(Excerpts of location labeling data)
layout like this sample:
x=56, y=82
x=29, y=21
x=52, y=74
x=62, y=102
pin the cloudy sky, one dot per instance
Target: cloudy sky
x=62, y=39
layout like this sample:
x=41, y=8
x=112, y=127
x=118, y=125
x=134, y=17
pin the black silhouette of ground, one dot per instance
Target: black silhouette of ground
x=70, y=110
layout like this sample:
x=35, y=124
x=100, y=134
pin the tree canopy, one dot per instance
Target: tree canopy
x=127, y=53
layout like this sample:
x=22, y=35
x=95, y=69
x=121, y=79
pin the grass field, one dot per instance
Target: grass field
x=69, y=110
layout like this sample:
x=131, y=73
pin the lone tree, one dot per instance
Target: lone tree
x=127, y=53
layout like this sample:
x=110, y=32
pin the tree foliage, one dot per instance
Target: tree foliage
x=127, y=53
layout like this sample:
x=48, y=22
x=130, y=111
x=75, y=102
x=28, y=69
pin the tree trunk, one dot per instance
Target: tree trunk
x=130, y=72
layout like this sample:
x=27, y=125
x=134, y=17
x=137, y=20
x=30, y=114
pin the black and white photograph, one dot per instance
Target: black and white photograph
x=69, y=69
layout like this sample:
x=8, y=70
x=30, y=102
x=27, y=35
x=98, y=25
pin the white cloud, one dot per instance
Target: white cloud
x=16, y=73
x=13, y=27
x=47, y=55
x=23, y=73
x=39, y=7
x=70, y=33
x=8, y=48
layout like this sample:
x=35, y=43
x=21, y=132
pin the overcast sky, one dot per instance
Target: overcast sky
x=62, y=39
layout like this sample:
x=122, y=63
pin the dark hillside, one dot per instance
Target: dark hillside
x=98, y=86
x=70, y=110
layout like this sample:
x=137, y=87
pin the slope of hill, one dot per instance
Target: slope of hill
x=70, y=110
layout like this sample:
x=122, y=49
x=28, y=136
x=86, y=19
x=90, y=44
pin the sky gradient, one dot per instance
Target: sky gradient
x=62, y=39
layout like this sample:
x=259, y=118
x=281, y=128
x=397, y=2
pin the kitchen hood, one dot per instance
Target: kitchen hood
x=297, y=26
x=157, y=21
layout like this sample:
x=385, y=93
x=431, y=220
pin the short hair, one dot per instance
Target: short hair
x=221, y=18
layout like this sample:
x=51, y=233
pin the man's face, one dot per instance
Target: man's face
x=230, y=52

### Task brief:
Type out the entries again, word for word.

### In response:
layout like this sample:
x=56, y=82
x=29, y=21
x=52, y=74
x=62, y=102
pin the cloudy sky, one dot per instance
Target: cloudy sky
x=62, y=39
layout like this sample:
x=41, y=8
x=112, y=127
x=118, y=125
x=134, y=17
pin the black silhouette of ground, one dot per instance
Target: black silhouette of ground
x=70, y=110
layout like this sample:
x=35, y=124
x=100, y=134
pin the tree canopy, one dot per instance
Target: tree canopy
x=127, y=53
layout like this sample:
x=22, y=35
x=95, y=69
x=121, y=79
pin the grass field, one dot per instance
Target: grass field
x=69, y=110
layout like this sample:
x=131, y=73
pin the lone tree, one dot per instance
Target: lone tree
x=127, y=53
layout like this sample:
x=110, y=32
pin the tree foliage, one dot per instance
Target: tree foliage
x=127, y=53
layout like this sample:
x=48, y=22
x=130, y=111
x=75, y=102
x=28, y=69
pin the tree trunk, one dot per instance
Target: tree trunk
x=130, y=72
layout like this sample:
x=27, y=125
x=134, y=17
x=137, y=20
x=30, y=114
pin the black and white photograph, one dot per instance
Target: black and white photograph
x=69, y=69
layout like this sample:
x=8, y=70
x=30, y=102
x=27, y=35
x=98, y=25
pin the white cloud, one dot per instance
Target: white cloud
x=16, y=73
x=13, y=27
x=47, y=55
x=23, y=73
x=39, y=7
x=70, y=33
x=8, y=48
layout like this sample:
x=35, y=43
x=21, y=132
pin the overcast sky, one dot per instance
Target: overcast sky
x=62, y=39
layout like this sample:
x=122, y=63
pin the dark hillside, one dot per instance
Target: dark hillside
x=98, y=86
x=70, y=110
layout like this sample:
x=137, y=87
pin the slope of hill, one dot per instance
Target: slope of hill
x=70, y=110
layout like this sample:
x=122, y=49
x=28, y=136
x=86, y=19
x=90, y=44
pin the sky gradient, one dot per instance
Target: sky gradient
x=62, y=39
layout like this sample:
x=259, y=118
x=281, y=128
x=397, y=2
pin the kitchen hood, one dot per instance
Target: kitchen hood
x=297, y=26
x=157, y=21
layout like this sample:
x=385, y=93
x=431, y=220
pin the short hair, one dot per instance
Target: short hair
x=221, y=18
layout like this sample:
x=51, y=233
pin the man's face, one dot per instance
Target: man's face
x=230, y=52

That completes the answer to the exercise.